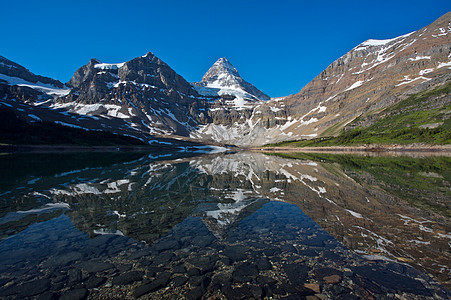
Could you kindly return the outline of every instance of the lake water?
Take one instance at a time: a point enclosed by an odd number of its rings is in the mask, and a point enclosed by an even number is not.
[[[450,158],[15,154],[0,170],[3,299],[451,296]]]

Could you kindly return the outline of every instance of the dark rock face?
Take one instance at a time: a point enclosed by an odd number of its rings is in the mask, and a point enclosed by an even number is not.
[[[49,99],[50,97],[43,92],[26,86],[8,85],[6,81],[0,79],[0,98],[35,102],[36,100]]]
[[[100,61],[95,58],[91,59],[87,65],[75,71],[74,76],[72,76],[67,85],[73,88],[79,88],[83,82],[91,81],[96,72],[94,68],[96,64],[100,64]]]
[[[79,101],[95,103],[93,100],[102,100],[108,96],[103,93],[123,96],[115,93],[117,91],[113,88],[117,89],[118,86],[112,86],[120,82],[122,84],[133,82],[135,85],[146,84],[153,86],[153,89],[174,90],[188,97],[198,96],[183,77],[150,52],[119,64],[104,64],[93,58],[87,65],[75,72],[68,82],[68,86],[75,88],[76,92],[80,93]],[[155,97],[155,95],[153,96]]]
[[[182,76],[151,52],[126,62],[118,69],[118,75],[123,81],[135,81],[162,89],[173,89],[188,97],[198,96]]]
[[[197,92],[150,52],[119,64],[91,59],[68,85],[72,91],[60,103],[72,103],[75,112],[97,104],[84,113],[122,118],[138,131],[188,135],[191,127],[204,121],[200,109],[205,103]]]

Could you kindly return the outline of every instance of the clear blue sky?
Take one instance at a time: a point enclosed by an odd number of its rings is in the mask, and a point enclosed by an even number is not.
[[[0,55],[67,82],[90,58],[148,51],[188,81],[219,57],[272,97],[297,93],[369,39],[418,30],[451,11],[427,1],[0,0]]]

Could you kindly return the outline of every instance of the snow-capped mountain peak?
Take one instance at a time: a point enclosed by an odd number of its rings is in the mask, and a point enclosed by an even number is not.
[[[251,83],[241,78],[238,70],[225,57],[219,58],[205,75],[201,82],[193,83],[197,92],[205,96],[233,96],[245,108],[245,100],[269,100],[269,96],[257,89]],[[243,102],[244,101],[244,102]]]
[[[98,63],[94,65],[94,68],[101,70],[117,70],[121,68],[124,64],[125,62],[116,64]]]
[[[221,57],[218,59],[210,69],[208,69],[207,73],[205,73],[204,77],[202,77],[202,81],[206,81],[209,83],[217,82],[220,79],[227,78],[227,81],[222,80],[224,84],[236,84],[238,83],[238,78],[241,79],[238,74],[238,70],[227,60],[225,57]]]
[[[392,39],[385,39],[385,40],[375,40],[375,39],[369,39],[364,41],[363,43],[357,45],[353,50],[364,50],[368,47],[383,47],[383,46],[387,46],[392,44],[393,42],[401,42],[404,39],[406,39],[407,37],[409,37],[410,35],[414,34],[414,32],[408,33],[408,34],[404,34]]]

++++++++++++++++++++

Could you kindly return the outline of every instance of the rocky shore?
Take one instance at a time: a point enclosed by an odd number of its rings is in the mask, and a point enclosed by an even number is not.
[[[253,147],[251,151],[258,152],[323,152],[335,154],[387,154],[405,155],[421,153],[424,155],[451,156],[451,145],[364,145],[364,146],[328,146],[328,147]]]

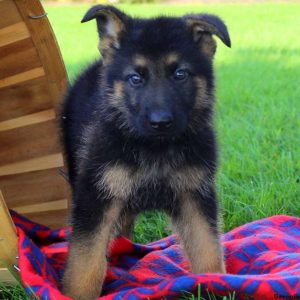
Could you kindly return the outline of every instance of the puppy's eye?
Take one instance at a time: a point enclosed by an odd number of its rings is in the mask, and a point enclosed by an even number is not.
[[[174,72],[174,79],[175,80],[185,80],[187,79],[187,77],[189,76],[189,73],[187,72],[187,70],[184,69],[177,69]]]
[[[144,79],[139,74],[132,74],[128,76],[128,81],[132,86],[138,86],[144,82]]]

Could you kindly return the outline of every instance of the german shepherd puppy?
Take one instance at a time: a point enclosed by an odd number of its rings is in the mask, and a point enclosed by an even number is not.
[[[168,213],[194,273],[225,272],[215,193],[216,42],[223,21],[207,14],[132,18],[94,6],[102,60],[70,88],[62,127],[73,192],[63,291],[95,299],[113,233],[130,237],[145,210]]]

++++++++++++++++++++

What the exercise asks: Taking the entries above, write out exactly each line from the one holding "the lake water?" to the one holding "clear blue sky?", both included, and stop there.

Response area:
Could you kindly return the outline of every instance of the lake water?
Take one instance at a time: a point enclosed by an odd number of its rings is in the mask, and a point enclosed by an even number is not.
[[[450,158],[15,154],[0,170],[3,299],[451,296]]]

Could you kindly return the outline of every instance of the dark rock face?
Take one instance at a time: a point enclosed by an odd number of its rings is in the mask, and a point enclosed by an even number is not.
[[[49,99],[50,97],[43,92],[26,86],[8,85],[6,81],[0,79],[0,98],[35,102],[36,100]]]
[[[100,61],[95,58],[91,59],[87,65],[75,71],[74,76],[72,76],[67,85],[73,88],[79,88],[83,82],[91,81],[96,72],[94,68],[96,64],[100,64]]]
[[[79,101],[95,103],[93,100],[102,100],[108,96],[103,93],[123,96],[115,93],[117,91],[113,88],[117,89],[118,86],[112,86],[120,82],[122,84],[133,82],[135,85],[146,84],[153,86],[153,89],[174,90],[188,97],[198,96],[183,77],[150,52],[119,64],[104,64],[93,58],[87,65],[75,72],[68,82],[68,86],[75,88],[76,92],[80,93]],[[155,97],[155,95],[153,96]]]
[[[182,76],[151,52],[126,62],[118,69],[118,75],[123,81],[135,81],[162,89],[173,89],[188,97],[198,96]]]
[[[197,92],[150,52],[119,64],[91,59],[68,85],[72,91],[60,103],[72,103],[75,112],[97,104],[84,113],[122,118],[138,131],[188,135],[191,127],[204,121],[200,109],[205,103]]]

Could you kindly return the outline of every instance of the clear blue sky?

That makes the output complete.